> What you will do: Please give the rows below as a JSON list of strings, one string per line, with blank lines left out.

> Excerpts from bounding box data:
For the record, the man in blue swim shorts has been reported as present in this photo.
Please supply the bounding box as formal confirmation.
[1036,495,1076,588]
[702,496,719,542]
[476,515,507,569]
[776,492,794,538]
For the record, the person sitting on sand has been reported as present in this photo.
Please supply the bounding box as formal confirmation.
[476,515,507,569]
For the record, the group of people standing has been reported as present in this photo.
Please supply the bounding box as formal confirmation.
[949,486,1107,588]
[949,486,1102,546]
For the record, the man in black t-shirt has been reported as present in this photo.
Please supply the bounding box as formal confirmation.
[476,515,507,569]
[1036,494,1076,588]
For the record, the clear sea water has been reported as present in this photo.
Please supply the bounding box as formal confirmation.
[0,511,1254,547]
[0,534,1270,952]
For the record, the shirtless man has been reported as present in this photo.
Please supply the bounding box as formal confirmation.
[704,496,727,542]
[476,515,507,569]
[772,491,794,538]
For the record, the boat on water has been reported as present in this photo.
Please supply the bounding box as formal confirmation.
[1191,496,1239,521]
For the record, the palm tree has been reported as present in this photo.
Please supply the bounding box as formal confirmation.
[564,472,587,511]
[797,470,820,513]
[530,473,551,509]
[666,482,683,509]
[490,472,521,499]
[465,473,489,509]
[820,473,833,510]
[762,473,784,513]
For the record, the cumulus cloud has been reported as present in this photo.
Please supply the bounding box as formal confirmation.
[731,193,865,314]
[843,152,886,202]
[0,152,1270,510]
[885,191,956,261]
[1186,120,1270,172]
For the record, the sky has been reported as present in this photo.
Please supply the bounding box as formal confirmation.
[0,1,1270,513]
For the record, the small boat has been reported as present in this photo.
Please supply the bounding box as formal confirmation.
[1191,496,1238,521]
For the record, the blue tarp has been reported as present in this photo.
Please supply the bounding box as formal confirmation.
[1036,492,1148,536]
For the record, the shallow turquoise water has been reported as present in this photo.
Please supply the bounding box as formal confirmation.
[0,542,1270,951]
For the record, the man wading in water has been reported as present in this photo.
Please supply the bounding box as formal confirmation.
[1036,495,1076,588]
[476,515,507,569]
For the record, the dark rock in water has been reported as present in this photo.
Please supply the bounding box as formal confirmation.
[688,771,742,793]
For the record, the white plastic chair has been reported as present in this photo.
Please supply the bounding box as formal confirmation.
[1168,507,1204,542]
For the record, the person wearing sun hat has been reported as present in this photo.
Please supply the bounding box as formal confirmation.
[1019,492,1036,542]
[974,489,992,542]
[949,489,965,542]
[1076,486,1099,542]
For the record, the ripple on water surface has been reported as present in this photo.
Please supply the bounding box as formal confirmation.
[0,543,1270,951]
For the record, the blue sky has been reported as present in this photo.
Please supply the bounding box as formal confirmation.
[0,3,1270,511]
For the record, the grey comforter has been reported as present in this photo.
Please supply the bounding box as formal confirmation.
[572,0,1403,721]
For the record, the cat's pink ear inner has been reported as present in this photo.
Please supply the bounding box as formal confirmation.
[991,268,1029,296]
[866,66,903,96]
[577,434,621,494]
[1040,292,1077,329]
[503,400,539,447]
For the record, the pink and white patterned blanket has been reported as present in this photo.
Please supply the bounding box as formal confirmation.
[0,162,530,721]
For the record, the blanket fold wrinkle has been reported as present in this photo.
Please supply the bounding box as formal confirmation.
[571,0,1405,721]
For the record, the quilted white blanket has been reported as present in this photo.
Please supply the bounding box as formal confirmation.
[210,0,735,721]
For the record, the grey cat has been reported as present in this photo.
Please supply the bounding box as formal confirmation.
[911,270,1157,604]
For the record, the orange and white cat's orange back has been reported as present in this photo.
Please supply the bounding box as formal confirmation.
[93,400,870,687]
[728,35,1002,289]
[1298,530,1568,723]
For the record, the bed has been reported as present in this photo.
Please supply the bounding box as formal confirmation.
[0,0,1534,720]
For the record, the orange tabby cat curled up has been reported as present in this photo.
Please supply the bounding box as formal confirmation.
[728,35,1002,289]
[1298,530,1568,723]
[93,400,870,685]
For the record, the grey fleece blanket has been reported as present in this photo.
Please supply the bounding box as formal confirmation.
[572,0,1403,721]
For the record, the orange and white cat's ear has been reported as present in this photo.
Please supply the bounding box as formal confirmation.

> Expected answer:
[
  "For the record, the man in blue swim shorts has been reported as present in this photo.",
  "Please supply the bounding box as formal confirmation.",
  "[1036,495,1076,588]",
  "[702,496,719,542]",
  "[476,515,507,569]",
  "[776,492,794,538]",
  "For the record, the person sitting on sand has been reported as present in this photo.",
  "Please supply the bounding box as formal confirmation.",
  "[476,515,507,569]",
  "For the record, the group of people standing has been reported as present in this photo.",
  "Please supply the bounding box as formal confirmation.",
  "[949,486,1107,588]",
  "[949,486,1102,546]",
  "For the record, the man in black t-shirt has been reported as present in this photo.",
  "Please supply the bounding box as formal confirmation.",
  "[476,515,507,569]",
  "[1036,494,1076,588]",
  "For the record, the clear sea water has been reported as present in this photo.",
  "Please supply the bounding box as formal confirmation.",
  "[0,511,1254,547]",
  "[0,534,1270,952]",
  "For the record, the shirtless man has been reported as present in this photo.",
  "Please supply the bounding box as formal confirmation.",
  "[704,496,727,542]",
  "[476,515,507,569]",
  "[772,491,794,538]",
  "For the record, the boat on water has been reported as present in this photo.",
  "Please supply the bounding box as formal confirmation.",
  "[1191,496,1239,521]",
  "For the record, the palm tree has been reported as present in this photo.",
  "Please supply the bounding box as formal confirmation.",
  "[564,472,587,511]",
  "[797,470,820,513]",
  "[530,473,551,509]",
  "[666,482,683,509]",
  "[490,472,521,499]",
  "[465,473,489,509]",
  "[820,473,833,510]",
  "[762,473,784,513]",
  "For the record, the cumulus cloud has been reported as present in this photo.",
  "Please supply the bounding box as formal confirmation.",
  "[731,193,865,314]",
  "[843,152,886,202]",
  "[0,152,1270,510]",
  "[885,191,956,261]",
  "[1186,120,1270,172]",
  "For the record, the sky has been reported as present in this photo.",
  "Please supply the bounding box as formal confirmation.",
  "[0,1,1270,513]",
  "For the record, the small boat has been reported as present in this photo.",
  "Please supply the bounding box as formal confirmation.",
  "[1191,496,1238,521]",
  "For the record, the blue tarp has been reported as present in this photo.",
  "Please supply the bounding box as formal confirmation.",
  "[1036,492,1148,536]",
  "For the record, the shallow turquoise water has been reported as present in this photo.",
  "Please supply the bounding box as formal confirmation.",
  "[0,542,1270,951]",
  "For the record, the man wading in water has been reported as present in this photo.",
  "Please supply the bounding box as formal confirmation.",
  "[1036,495,1076,588]",
  "[476,515,507,569]",
  "For the record, the dark rock in water has been reported as present in this photo.",
  "Please supply the bounding box as formal confirmation.",
  "[688,771,742,793]",
  "For the record, the white plastic chair has been reported as present in this photo.",
  "Please supply the bounding box as formal confirmation.",
  "[1168,507,1204,542]",
  "For the record, the person wearing sun hat has been reported as present in this photo.",
  "Please supply the bounding box as formal confirmation.",
  "[1019,492,1036,542]",
  "[974,489,992,542]",
  "[949,489,965,542]",
  "[1076,486,1099,542]",
  "For the record, the ripple on water surface has been reported as present in this photo.",
  "Please supply the bounding box as formal confirmation.",
  "[0,543,1270,951]",
  "For the record, the blue sky has been reported as present in this photo.",
  "Please supply the bounding box as formal confirmation.",
  "[0,3,1270,511]",
  "For the record, the grey comforter has been reported as present in this photo.",
  "Please supply the bounding box as formal confirmation.",
  "[572,0,1403,721]",
  "For the record, the cat's pink ear inner has been reported as present in this photo.",
  "Please supply the bounding box as formal confirmation.",
  "[991,268,1029,296]",
  "[866,66,903,96]",
  "[577,434,621,494]",
  "[1040,292,1077,329]",
  "[503,400,539,447]",
  "For the record, the pink and white patterned blanket has been reported as present in this photo.",
  "Please supply the bounding box as formal confirmation.",
  "[0,162,530,721]",
  "For the record, the blanket fold wrinkle has been reported as present in this photo.",
  "Please supply the bounding box as formal confirmation.",
  "[571,0,1405,721]",
  "For the record, the quilted white blanket has been reported as present in this photo.",
  "Please supply the bounding box as formal confirmation.",
  "[210,0,735,721]",
  "For the record, the grey cat has been reported as present in this photo.",
  "Please supply the bounding box as formal confirmation.",
  "[911,270,1157,604]",
  "For the record, the orange and white cat's orange back has been reported as present in this photo.",
  "Please supply the bounding box as formal confirmation.",
  "[93,400,870,687]",
  "[728,35,1002,289]",
  "[1298,530,1568,723]",
  "For the record, the bed has been reported as present in this photo.",
  "Please supply the bounding box as formal confirmation.",
  "[0,0,1534,720]",
  "For the record, the orange tabby cat curled up has been reported as present in this photo.",
  "Please supply the bounding box as formal confirmation.",
  "[728,35,1002,289]",
  "[1298,530,1568,723]",
  "[93,400,870,685]",
  "For the record, the grey fleece blanket has been reported as present in this photo.",
  "Please supply the bounding box as formal confirmation.",
  "[572,0,1403,721]",
  "For the record, the orange and white cat's ear has been reported as present in this photo.",
  "Please supply the bounding box as formal confirmation."
]